*Exercise details*.
Give back exactly the lines of the data below, starting with the line that has "positive clicks: (1045, 297) (1121, 281)" and going on through the line that has "box: [1, 428, 1300, 829]".
________________________
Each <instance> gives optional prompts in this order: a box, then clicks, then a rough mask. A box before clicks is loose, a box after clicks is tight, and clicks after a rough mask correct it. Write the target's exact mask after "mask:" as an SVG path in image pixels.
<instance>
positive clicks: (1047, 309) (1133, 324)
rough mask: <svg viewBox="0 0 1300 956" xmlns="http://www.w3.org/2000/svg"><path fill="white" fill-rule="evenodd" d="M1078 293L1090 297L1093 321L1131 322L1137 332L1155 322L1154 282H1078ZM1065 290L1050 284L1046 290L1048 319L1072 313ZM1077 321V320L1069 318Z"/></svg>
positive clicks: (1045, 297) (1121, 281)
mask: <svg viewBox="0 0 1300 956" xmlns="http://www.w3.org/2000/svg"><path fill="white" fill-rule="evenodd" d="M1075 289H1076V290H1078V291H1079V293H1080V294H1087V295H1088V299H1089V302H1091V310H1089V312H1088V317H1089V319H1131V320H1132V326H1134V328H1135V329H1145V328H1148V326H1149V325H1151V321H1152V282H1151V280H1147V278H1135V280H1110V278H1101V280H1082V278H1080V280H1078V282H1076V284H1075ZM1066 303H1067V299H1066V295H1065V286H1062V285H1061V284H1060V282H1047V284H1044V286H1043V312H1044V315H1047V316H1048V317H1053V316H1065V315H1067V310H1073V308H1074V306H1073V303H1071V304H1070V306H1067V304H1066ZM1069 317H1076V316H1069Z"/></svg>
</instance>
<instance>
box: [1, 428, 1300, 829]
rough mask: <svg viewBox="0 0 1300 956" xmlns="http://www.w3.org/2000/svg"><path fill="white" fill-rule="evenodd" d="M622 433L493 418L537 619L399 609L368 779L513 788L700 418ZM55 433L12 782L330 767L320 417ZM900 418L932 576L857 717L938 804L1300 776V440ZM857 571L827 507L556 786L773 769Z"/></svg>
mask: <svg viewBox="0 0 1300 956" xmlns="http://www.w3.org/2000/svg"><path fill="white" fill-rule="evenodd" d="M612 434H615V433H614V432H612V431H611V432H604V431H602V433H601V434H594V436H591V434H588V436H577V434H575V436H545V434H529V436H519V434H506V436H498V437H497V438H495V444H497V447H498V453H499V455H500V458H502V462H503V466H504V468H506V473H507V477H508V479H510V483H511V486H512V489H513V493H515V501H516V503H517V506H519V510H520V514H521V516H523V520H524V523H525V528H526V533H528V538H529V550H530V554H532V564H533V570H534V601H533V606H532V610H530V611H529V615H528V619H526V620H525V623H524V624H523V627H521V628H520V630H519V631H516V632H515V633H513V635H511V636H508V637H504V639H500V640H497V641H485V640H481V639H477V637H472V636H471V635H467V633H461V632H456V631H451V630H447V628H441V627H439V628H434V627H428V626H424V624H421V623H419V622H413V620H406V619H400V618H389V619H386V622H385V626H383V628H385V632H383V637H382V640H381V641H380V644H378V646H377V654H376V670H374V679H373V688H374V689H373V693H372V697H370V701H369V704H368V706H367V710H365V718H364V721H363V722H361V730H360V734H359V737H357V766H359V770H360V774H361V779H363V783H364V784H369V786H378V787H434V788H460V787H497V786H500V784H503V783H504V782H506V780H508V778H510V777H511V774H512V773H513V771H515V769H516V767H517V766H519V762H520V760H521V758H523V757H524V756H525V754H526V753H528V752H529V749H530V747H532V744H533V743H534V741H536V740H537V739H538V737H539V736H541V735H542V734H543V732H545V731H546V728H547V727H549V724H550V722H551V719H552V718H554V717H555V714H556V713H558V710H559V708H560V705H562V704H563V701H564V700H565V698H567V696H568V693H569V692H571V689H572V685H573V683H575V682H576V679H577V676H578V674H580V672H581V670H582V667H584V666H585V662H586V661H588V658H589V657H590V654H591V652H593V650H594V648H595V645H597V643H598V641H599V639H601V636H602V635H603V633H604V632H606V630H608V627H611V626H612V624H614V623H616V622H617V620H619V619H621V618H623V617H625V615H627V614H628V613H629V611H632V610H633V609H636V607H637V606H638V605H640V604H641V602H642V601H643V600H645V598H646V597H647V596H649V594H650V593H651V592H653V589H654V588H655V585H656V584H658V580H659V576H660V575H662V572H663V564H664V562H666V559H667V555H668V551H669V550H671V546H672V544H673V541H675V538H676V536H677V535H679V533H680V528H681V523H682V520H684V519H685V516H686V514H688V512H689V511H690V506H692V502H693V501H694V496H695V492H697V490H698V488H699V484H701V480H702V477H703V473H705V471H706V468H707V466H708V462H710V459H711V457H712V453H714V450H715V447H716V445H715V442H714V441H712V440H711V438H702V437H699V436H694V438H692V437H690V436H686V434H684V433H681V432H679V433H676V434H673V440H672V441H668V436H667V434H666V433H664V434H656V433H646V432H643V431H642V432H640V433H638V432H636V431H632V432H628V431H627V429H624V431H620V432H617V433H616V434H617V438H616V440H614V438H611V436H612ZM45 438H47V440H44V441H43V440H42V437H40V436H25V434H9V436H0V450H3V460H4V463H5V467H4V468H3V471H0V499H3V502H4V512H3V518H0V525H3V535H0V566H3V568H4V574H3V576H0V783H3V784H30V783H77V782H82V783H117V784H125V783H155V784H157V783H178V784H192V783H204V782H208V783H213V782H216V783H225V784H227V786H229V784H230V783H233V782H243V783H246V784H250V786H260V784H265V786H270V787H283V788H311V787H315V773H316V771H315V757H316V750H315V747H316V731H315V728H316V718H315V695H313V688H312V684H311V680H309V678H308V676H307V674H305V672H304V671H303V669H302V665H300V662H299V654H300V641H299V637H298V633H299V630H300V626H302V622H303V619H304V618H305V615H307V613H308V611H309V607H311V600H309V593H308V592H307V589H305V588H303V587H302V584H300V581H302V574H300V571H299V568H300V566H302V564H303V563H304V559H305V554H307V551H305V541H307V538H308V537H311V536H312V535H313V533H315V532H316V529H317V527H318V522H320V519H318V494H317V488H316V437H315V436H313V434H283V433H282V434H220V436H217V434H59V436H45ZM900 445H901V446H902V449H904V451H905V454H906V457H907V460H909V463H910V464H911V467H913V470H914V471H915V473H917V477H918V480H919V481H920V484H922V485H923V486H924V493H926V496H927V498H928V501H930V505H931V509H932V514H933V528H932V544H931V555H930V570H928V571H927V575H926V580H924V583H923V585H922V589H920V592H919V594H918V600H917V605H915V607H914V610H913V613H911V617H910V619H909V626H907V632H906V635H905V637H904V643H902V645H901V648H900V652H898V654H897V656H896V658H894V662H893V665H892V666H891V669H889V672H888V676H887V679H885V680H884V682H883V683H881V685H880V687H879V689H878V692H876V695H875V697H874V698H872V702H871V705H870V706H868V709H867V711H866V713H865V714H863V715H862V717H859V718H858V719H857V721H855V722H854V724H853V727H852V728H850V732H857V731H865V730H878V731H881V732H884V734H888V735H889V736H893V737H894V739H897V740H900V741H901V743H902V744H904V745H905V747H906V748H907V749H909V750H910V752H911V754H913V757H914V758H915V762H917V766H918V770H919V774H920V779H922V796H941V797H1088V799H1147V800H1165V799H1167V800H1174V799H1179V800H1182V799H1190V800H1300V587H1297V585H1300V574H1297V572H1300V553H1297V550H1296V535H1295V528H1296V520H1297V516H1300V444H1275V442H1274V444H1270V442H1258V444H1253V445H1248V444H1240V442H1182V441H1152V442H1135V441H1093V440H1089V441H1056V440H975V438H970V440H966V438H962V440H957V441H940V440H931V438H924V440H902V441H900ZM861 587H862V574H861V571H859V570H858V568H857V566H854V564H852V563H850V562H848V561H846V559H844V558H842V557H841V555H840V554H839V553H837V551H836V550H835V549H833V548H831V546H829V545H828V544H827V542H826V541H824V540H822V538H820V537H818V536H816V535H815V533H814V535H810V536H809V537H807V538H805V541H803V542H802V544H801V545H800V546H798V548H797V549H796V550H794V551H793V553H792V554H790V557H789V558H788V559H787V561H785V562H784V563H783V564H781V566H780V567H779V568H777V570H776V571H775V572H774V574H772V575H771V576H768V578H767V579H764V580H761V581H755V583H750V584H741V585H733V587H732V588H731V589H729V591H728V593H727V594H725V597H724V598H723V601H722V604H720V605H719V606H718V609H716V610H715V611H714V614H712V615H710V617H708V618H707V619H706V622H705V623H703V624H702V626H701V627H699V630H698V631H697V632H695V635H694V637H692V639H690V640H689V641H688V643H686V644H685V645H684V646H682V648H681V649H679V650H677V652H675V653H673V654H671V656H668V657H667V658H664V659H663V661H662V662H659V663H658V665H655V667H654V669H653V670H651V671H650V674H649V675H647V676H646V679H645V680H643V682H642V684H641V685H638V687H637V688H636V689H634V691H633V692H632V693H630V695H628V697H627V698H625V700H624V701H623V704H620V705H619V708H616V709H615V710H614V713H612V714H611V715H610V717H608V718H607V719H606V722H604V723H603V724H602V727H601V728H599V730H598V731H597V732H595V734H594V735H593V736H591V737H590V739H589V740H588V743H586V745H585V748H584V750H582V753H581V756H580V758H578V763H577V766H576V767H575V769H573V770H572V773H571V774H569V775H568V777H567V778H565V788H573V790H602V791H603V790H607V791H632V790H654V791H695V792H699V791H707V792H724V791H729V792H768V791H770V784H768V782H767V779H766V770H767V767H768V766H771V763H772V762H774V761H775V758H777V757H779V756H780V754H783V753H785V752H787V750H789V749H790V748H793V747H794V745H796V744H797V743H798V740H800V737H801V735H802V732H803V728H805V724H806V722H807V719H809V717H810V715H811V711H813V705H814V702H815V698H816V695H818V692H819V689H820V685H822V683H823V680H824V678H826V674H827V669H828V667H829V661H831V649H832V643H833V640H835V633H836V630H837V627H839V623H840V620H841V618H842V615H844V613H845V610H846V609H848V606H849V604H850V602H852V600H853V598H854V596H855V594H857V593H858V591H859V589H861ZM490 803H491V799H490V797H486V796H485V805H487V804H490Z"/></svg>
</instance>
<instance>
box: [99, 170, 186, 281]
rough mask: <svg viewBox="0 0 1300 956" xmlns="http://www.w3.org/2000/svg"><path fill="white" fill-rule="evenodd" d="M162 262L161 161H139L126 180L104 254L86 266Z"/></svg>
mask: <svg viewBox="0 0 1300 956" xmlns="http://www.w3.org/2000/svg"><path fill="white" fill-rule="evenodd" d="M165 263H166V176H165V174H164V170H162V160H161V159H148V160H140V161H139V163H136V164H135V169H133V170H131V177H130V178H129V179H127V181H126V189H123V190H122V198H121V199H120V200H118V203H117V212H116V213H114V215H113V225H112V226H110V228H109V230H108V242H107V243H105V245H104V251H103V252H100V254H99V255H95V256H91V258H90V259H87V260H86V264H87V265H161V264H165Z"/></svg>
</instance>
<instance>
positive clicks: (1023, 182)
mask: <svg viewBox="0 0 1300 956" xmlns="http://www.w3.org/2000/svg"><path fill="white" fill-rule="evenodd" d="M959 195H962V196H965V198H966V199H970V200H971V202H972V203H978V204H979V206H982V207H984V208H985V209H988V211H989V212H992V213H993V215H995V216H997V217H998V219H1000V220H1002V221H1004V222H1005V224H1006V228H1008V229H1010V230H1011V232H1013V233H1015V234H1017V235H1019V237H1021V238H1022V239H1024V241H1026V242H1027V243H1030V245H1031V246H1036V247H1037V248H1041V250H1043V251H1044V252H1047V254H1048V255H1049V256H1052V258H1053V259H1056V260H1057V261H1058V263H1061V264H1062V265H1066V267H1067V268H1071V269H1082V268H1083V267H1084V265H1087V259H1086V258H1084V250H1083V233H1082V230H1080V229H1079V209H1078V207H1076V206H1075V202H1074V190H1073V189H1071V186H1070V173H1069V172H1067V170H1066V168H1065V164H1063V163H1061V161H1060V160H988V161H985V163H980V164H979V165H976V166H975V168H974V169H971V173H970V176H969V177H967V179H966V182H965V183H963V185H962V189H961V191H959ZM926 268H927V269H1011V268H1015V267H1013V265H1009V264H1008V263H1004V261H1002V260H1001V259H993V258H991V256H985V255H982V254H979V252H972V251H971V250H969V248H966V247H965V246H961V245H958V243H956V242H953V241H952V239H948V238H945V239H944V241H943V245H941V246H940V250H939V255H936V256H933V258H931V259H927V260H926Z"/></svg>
________________________
*Task output*.
positive clicks: (1045, 297) (1121, 281)
mask: <svg viewBox="0 0 1300 956" xmlns="http://www.w3.org/2000/svg"><path fill="white" fill-rule="evenodd" d="M1075 289H1076V290H1078V291H1079V293H1080V294H1087V295H1088V299H1089V302H1091V310H1089V312H1088V317H1089V319H1131V320H1132V326H1134V328H1135V329H1145V328H1148V326H1149V325H1151V321H1152V282H1151V280H1147V278H1135V280H1110V278H1101V280H1082V278H1080V280H1078V282H1076V284H1075ZM1066 303H1067V299H1066V295H1065V286H1062V285H1061V284H1060V282H1047V284H1044V286H1043V312H1044V315H1047V316H1048V317H1053V316H1065V315H1067V310H1073V308H1074V306H1073V303H1071V304H1070V306H1067V304H1066ZM1069 317H1076V316H1069Z"/></svg>
</instance>
<instance>
box: [1, 428, 1300, 829]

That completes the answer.